- **What is asked**
Arrange every line of the data below as a Markdown table with two columns, "Row" for the row number and "Line" for the line itself, leaving out any blank lines.
◆ ◆ ◆ ◆
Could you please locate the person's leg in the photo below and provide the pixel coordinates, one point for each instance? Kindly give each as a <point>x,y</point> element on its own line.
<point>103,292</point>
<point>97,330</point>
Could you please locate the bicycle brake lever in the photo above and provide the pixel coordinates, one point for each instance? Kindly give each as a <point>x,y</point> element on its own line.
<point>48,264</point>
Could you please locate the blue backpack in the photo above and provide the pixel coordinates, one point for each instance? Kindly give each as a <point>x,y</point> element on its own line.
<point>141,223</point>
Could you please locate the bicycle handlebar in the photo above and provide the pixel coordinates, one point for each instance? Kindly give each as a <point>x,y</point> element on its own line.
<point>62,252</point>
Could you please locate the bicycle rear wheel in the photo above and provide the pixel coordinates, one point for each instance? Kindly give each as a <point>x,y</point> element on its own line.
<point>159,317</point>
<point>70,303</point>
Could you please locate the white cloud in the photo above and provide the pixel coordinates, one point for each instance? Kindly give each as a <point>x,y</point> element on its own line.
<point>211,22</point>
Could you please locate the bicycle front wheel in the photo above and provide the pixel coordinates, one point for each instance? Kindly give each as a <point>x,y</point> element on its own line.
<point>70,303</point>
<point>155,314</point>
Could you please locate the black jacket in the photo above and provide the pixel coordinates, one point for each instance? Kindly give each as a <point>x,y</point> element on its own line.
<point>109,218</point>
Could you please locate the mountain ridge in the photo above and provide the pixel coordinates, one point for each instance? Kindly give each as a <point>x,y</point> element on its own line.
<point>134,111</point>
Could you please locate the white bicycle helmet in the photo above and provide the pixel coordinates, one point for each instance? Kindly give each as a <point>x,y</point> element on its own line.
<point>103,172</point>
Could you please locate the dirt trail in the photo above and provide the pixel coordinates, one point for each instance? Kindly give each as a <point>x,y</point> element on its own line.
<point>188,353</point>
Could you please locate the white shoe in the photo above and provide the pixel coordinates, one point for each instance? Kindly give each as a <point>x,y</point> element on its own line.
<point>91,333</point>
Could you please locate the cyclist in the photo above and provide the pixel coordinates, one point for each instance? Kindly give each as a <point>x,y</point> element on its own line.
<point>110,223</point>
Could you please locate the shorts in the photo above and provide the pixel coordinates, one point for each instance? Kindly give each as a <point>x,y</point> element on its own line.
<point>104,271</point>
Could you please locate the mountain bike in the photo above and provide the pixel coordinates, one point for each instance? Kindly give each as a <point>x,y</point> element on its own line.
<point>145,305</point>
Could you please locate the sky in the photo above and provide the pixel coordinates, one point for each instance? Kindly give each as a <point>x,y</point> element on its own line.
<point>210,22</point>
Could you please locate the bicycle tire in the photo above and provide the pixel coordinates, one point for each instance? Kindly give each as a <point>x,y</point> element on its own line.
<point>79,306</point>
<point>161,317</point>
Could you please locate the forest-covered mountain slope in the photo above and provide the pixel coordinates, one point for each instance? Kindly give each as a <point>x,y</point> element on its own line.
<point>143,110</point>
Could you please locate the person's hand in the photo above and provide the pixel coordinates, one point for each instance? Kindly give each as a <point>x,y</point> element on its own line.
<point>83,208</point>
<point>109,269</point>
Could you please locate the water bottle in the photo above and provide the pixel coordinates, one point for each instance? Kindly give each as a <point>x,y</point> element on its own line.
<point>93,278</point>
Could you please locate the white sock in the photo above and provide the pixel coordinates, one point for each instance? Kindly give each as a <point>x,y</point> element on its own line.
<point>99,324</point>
◆ ◆ ◆ ◆
- **Completed task**
| Row | Line |
|---|---|
| 1 | Could you please locate the person's leg in the photo below and provide the pixel coordinates, one point for each instance? Kindly give each as a <point>x,y</point> element on its own line. |
| 2 | <point>103,292</point> |
| 3 | <point>97,330</point> |
| 4 | Could you please locate the bicycle brake lever in the photo above and provide the pixel coordinates, one point for each instance? Kindly give each as a <point>x,y</point> element on its own line. |
| 5 | <point>48,264</point> |
| 6 | Could you please locate the blue backpack in the photo above and provide the pixel coordinates, one point for each instance? Kindly give each as a <point>x,y</point> element on its own line. |
| 7 | <point>141,223</point> |
| 8 | Could you please locate the bicycle handlebar in the photo above and provide the pixel coordinates, one point for each instance? Kindly give each as a <point>x,y</point> element on its own line. |
| 9 | <point>62,252</point> |
| 10 | Could you please locate the bicycle rear wheel in the photo above and provide the pixel coordinates, one point for each instance? Kindly give each as a <point>x,y</point> element on its own line. |
| 11 | <point>159,317</point> |
| 12 | <point>70,303</point> |
| 13 | Could you please locate the white cloud in the photo above and provide the pixel coordinates, one point for each instance? Kindly give each as a <point>x,y</point> element on its own line. |
| 14 | <point>211,22</point> |
| 15 | Could you please locate the bicycle front wheel in the photo above and provide the pixel coordinates, one point for each instance? Kindly give each as a <point>x,y</point> element on its own line. |
| 16 | <point>70,303</point> |
| 17 | <point>155,314</point> |
| 18 | Could you please locate the black jacket in the photo above and provide the pixel coordinates, one point for each instance? Kindly give each as a <point>x,y</point> element on its own line. |
| 19 | <point>109,218</point> |
| 20 | Could you please locate the mountain ridge in the photo above and provide the pixel coordinates, one point for each instance? Kindly give each as a <point>x,y</point> element on its own line. |
| 21 | <point>134,111</point> |
| 22 | Could you please locate the white bicycle helmet in the photo above and provide the pixel coordinates, one point for each instance? Kindly give each as a <point>x,y</point> element on its own line. |
| 23 | <point>103,172</point> |
| 24 | Could you please locate the dirt trail in the photo above and provide the pixel coordinates, one point for each instance? Kindly give each as a <point>x,y</point> element on its own line. |
| 25 | <point>188,353</point> |
| 26 | Could you please locate the white shoe in the photo above and provide the pixel coordinates, one point for each instance? Kindly give each as a <point>x,y</point> element on its own line. |
| 27 | <point>91,333</point> |
| 28 | Could you please locate the cyclist in the photo above and provide the pixel coordinates, one point for each instance? Kindly give each as a <point>x,y</point> element on its own line. |
| 29 | <point>110,223</point> |
| 30 | Could you please locate the shorts in the photo above and provide the pixel coordinates, one point for each instance? Kindly give each as a <point>x,y</point> element on its own line. |
| 31 | <point>104,271</point> |
| 32 | Could you please locate the mountain bike in the photo above and provide the pixel coordinates, one point for each instance? Kindly give each as a <point>x,y</point> element on its own line. |
| 33 | <point>145,305</point> |
| 34 | Could you please locate the sky in the photo above and provide the pixel coordinates, one point for each instance? Kindly give each as a <point>x,y</point> element on its own line. |
| 35 | <point>210,22</point> |
| 36 | Could you please locate the bicycle tire in the photo above and provide the pixel coordinates, one point for each instance? Kindly give each as a <point>x,y</point> element on its own line. |
| 37 | <point>79,306</point> |
| 38 | <point>161,317</point> |
| 39 | Could you please locate the forest-covered mountain slope in the photo above and provide the pixel coordinates, one point for each instance? Kindly give each as a <point>x,y</point> element on its own line. |
| 40 | <point>143,110</point> |
| 41 | Could you please locate the person's hand in the photo above and provide the pixel coordinates, one point for each instance? Kindly give each as a <point>x,y</point> element on its own line. |
| 42 | <point>83,208</point> |
| 43 | <point>109,269</point> |
| 44 | Could you please locate the water bottle in the photo above and provide the pixel coordinates, one point for each instance? Kindly give each as a <point>x,y</point> element on its own line. |
| 45 | <point>93,278</point> |
| 46 | Could you please locate the white sock in the photo above and provide the pixel coordinates, one point for each instance? Kindly give each as a <point>x,y</point> element on its own line. |
| 47 | <point>99,324</point> |